__WHAT YOU NEED TO DO__: Reproduce the listing below word for word, with no pictures.

[Records from a collection]

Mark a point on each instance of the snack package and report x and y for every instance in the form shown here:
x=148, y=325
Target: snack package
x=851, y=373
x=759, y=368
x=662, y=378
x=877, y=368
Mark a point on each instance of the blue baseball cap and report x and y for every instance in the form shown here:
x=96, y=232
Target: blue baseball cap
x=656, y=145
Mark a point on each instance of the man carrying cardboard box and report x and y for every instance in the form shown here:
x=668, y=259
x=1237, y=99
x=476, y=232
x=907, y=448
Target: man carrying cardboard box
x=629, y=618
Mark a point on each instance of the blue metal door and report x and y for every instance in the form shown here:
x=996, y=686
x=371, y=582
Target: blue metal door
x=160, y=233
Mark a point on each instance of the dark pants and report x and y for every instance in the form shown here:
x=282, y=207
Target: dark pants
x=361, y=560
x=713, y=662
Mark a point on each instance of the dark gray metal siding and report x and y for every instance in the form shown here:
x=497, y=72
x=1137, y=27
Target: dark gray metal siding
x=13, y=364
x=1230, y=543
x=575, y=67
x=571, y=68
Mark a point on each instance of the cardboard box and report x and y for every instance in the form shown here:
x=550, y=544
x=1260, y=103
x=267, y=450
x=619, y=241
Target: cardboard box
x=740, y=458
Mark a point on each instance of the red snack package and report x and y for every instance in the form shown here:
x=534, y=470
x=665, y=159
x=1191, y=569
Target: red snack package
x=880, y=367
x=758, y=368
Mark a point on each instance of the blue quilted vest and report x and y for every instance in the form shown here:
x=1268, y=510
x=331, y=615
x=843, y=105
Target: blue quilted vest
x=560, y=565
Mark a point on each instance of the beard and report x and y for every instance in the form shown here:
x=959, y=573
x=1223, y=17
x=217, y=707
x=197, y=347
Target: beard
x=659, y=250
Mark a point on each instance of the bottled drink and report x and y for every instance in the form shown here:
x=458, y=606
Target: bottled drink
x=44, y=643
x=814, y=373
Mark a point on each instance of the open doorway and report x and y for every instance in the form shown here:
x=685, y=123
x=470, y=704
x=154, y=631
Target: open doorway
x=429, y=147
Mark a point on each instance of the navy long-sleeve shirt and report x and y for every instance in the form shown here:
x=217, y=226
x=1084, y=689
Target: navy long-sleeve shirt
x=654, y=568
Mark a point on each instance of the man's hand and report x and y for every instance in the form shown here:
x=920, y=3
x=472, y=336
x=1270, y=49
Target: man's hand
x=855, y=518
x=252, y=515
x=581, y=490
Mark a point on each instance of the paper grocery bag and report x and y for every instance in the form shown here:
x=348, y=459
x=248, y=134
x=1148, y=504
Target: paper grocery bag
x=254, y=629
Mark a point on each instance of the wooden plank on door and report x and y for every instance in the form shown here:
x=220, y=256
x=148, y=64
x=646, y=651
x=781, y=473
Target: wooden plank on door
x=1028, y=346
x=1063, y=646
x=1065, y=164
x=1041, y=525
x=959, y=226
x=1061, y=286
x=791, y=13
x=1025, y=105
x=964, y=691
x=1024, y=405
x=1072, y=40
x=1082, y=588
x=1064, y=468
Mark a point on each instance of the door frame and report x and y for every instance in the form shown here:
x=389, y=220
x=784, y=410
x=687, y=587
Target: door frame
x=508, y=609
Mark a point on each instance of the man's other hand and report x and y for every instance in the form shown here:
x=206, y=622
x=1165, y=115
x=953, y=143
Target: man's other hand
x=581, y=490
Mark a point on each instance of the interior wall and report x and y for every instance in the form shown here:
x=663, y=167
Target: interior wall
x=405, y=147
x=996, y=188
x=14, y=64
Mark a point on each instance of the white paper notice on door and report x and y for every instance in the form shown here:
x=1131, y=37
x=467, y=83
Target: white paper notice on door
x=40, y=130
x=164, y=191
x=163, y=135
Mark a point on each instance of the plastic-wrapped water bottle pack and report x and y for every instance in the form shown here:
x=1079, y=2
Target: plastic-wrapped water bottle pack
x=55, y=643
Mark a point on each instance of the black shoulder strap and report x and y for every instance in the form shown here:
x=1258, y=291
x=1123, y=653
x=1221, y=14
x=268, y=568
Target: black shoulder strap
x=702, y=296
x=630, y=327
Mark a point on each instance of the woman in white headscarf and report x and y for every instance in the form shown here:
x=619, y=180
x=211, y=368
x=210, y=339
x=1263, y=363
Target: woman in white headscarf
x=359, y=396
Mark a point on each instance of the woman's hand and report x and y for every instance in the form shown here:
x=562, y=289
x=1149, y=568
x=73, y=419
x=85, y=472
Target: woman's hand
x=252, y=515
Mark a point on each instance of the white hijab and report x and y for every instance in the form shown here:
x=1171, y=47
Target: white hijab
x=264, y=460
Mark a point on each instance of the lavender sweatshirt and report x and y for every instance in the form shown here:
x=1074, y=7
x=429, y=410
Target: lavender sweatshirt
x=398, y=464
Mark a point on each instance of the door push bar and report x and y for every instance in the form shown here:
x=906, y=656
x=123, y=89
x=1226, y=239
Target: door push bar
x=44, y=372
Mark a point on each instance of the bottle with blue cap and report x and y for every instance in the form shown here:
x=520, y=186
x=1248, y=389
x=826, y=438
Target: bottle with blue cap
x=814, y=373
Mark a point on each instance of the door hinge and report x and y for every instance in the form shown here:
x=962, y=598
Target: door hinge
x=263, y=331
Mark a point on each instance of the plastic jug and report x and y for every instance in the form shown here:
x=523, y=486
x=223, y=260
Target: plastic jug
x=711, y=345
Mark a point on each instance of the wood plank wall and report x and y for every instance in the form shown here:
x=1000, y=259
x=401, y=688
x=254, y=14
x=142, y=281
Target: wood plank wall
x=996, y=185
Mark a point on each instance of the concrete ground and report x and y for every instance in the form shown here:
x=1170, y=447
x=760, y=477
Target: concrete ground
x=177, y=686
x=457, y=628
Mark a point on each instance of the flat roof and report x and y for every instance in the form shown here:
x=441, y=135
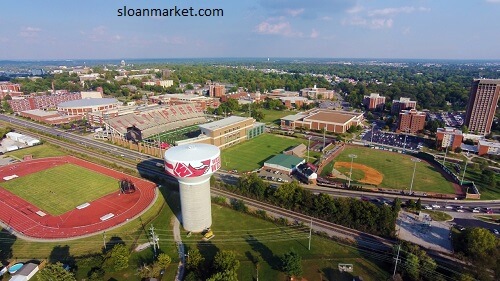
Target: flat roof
x=223, y=122
x=489, y=143
x=87, y=102
x=41, y=113
x=292, y=117
x=335, y=117
x=283, y=160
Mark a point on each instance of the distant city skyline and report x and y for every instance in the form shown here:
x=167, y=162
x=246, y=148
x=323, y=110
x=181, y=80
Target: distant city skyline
x=92, y=29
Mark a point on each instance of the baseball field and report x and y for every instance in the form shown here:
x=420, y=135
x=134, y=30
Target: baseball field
x=389, y=170
x=252, y=153
x=60, y=189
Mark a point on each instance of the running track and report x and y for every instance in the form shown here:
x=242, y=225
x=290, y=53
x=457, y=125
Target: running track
x=21, y=216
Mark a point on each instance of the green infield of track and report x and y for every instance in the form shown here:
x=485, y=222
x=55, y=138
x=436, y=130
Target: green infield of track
x=60, y=189
x=397, y=170
x=251, y=154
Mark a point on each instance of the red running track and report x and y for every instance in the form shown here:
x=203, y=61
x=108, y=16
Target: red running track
x=21, y=216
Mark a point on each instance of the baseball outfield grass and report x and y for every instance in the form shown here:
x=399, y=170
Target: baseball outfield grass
x=396, y=169
x=60, y=189
x=252, y=153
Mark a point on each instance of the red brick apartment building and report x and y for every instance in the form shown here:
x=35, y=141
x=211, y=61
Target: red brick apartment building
x=483, y=100
x=449, y=137
x=411, y=121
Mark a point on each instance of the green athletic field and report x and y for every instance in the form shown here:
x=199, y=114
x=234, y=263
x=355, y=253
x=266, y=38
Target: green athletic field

__RESULT FOR THIS TASK__:
Mark a point on each instance of the snack package and report x and y for every instance in the form shown here:
x=148, y=325
Target: snack package
x=851, y=373
x=759, y=368
x=662, y=378
x=877, y=368
Mark a point on each instance of the blue baseball cap and report x and y for every instance in the form shown here:
x=96, y=232
Target: blue baseball cap
x=656, y=145
Mark a point on each instance of the man carrying cardboard box and report x and y for every instance in the form shown here:
x=668, y=259
x=1237, y=99
x=476, y=232
x=907, y=448
Target: man carrying cardboard box
x=629, y=618
Mark a point on each instance of the blue metal door and report x and y for every instance in the form shown here:
x=996, y=686
x=371, y=582
Target: blue metal door
x=160, y=233
Mark a point on each instance of the dark pants and report x and y for every instance in the form shown here:
x=282, y=207
Target: dark pants
x=361, y=560
x=713, y=662
Mark a point on each instance of the dark gray metal siding and report x and y for every instance in the form shown here:
x=497, y=72
x=1137, y=27
Target: dark gray metal siding
x=13, y=364
x=1230, y=543
x=575, y=67
x=571, y=68
Mark a point on each instance of the cardboard box and report x and y for every instance in the form shown here:
x=550, y=544
x=1260, y=103
x=267, y=450
x=619, y=241
Target: cardboard box
x=740, y=458
Mark a point on each instance of the red snack package and report x and y for every instance in the form shown here:
x=534, y=470
x=665, y=159
x=1191, y=569
Target: red snack package
x=880, y=367
x=758, y=368
Mark a point on each instance of the blue quilted vest and report x and y for every instance in the form shown here:
x=1268, y=510
x=331, y=615
x=843, y=105
Target: blue quilted vest
x=560, y=565
Mark a point on each instance of the beard and report x and y for every instance in the form shown here:
x=959, y=573
x=1223, y=17
x=217, y=707
x=197, y=347
Target: beard
x=659, y=250
Mark a point on each instance of the bottled drink and report x and y for every instance in the form shown here:
x=458, y=606
Target: bottled drink
x=44, y=643
x=814, y=373
Mark a point on each instance of the open doorway and report x and y for every instance in the form shown here:
x=685, y=123
x=470, y=704
x=154, y=631
Target: open doorway
x=429, y=147
Mark a point on each instance of the navy long-sleeve shirt and report x and y for every instance in the form shown here:
x=217, y=226
x=1084, y=689
Target: navy long-sleeve shirt
x=654, y=568
Mark a point on each instance of the man's hand and report x and y for every instance in the form shown here:
x=920, y=3
x=472, y=336
x=1270, y=49
Target: man's hand
x=855, y=518
x=252, y=515
x=581, y=490
Mark a point on each instance of the paper grocery bag and report x and y for every instance in the form shown here:
x=348, y=459
x=248, y=134
x=1148, y=504
Target: paper grocery bag
x=254, y=629
Mark a point on each instance of the wooden plank on door and report x and y for every instance in the form shown here:
x=220, y=256
x=148, y=64
x=646, y=651
x=781, y=473
Target: wooden plank on door
x=1028, y=346
x=1063, y=646
x=1065, y=164
x=1041, y=525
x=959, y=226
x=1061, y=286
x=791, y=13
x=1025, y=105
x=964, y=691
x=1024, y=405
x=1072, y=40
x=1082, y=588
x=1064, y=468
Mark a point on each instance of the door frame and report x and y for every instance in the form shown here:
x=389, y=220
x=784, y=410
x=687, y=587
Target: door frame
x=508, y=609
Mark a point on each instance of the man's other hand and report x and y for every instance in the form shown here:
x=206, y=622
x=1165, y=115
x=953, y=143
Target: man's other hand
x=581, y=490
Mark a point on each instance of the interior wall and report x and y for every instance in the form shown here:
x=663, y=167
Target: interior wall
x=405, y=147
x=996, y=188
x=14, y=64
Mark a point on each instance of the white paper notice on door and report x and y for every instance in the form shown here:
x=1131, y=37
x=467, y=83
Target: white paper notice on door
x=40, y=130
x=164, y=191
x=163, y=135
Mark a point on each instance of the plastic-wrapped water bottle pack and report x and y for every instance in the form shown here:
x=1079, y=2
Target: plastic-wrapped water bottle pack
x=55, y=643
Mark a point on each instance of the black shoulder strap and report x and y for every instance in the form shown here:
x=1258, y=291
x=1123, y=653
x=1221, y=14
x=268, y=568
Target: black shoulder strap
x=702, y=296
x=630, y=327
Mark a point on each instance of the woman in white headscarf and report x and y for every instance in the form shown here:
x=619, y=180
x=211, y=368
x=210, y=339
x=1263, y=363
Target: woman in white headscarf
x=359, y=396
Mark a point on each instance of the woman's hand and report x and y for every instance in the form shown here:
x=562, y=289
x=1149, y=568
x=73, y=419
x=85, y=472
Target: woman's hand
x=252, y=515
Mark a point on each instance of the white hijab and report x and y for every instance in the form shown here:
x=1171, y=47
Target: white hijab
x=264, y=460
Mark a point on each instance of the lavender sweatshirt and report x and y for every instance in the form shown here:
x=1074, y=7
x=429, y=410
Target: lavender sweatshirt
x=398, y=464
Mark a point on each instance of the door push bar and report x and y for every instance in the form shown here:
x=906, y=656
x=123, y=89
x=1226, y=239
Target: door push bar
x=44, y=372
Mark a point on each instance of the bottle with blue cap and report x and y for every instance in the form shown here:
x=520, y=186
x=1248, y=389
x=826, y=438
Target: bottle with blue cap
x=814, y=373
Mark a point on each instance of the door hinge and report x and y for every instance in the form shown here:
x=962, y=598
Target: door hinge
x=263, y=331
Mark a point on each instance of the plastic jug and report x and y for every instance in the form shown here:
x=523, y=486
x=223, y=260
Target: plastic jug
x=711, y=345
Mark a point on each instance of the wood plank wall and report x and y for every instance in the form shown here:
x=1000, y=259
x=401, y=688
x=254, y=14
x=142, y=281
Target: wood plank wall
x=996, y=185
Mark a point on each instance of the concrete ground and report x and y for every instance in the form shown here:
x=1170, y=447
x=760, y=477
Target: concrete ground
x=177, y=686
x=457, y=628
Mark a point on each instance of the flat roof and report x and y for every instance in the form shown here:
x=441, y=135
Target: flat roof
x=223, y=122
x=489, y=143
x=87, y=102
x=41, y=113
x=292, y=117
x=335, y=117
x=283, y=160
Mark a point on each instance of the distant city skyline and report x and y for every instance in the form shown here:
x=167, y=162
x=246, y=148
x=323, y=110
x=181, y=80
Target: distant city skyline
x=92, y=29
Mark a point on each instance of the baseball field and report x and y for every instance in the form shown here:
x=420, y=135
x=134, y=30
Target: baseball field
x=389, y=170
x=252, y=153
x=60, y=189
Mark a point on each instance of the running track and report x and y for every instance in the form shown here:
x=242, y=225
x=290, y=53
x=457, y=125
Target: running track
x=21, y=216
Mark a point on each instance of the green infield of track and report x and y for every instance in the form shown here:
x=485, y=222
x=55, y=138
x=436, y=130
Target: green infield of track
x=60, y=189
x=397, y=170
x=251, y=154
Mark a point on each instance of the red running track and report x and y for every instance in the form shown here:
x=203, y=61
x=108, y=16
Target: red running track
x=21, y=216
Mark a point on each instance of the baseball outfield grass and report x and y for every instance in the form shown here:
x=399, y=170
Target: baseball outfield grass
x=396, y=169
x=60, y=189
x=252, y=153
Mark a point on each instance of the red brick apartment building and report x and y for every instance in the form shown here:
x=35, y=141
x=211, y=61
Target: red brick apartment building
x=483, y=100
x=449, y=137
x=411, y=121
Mark a point on each instance of the green athletic field and report x and y for every instance in the form shown here:
x=199, y=114
x=234, y=263
x=355, y=253
x=266, y=38
Target: green athletic field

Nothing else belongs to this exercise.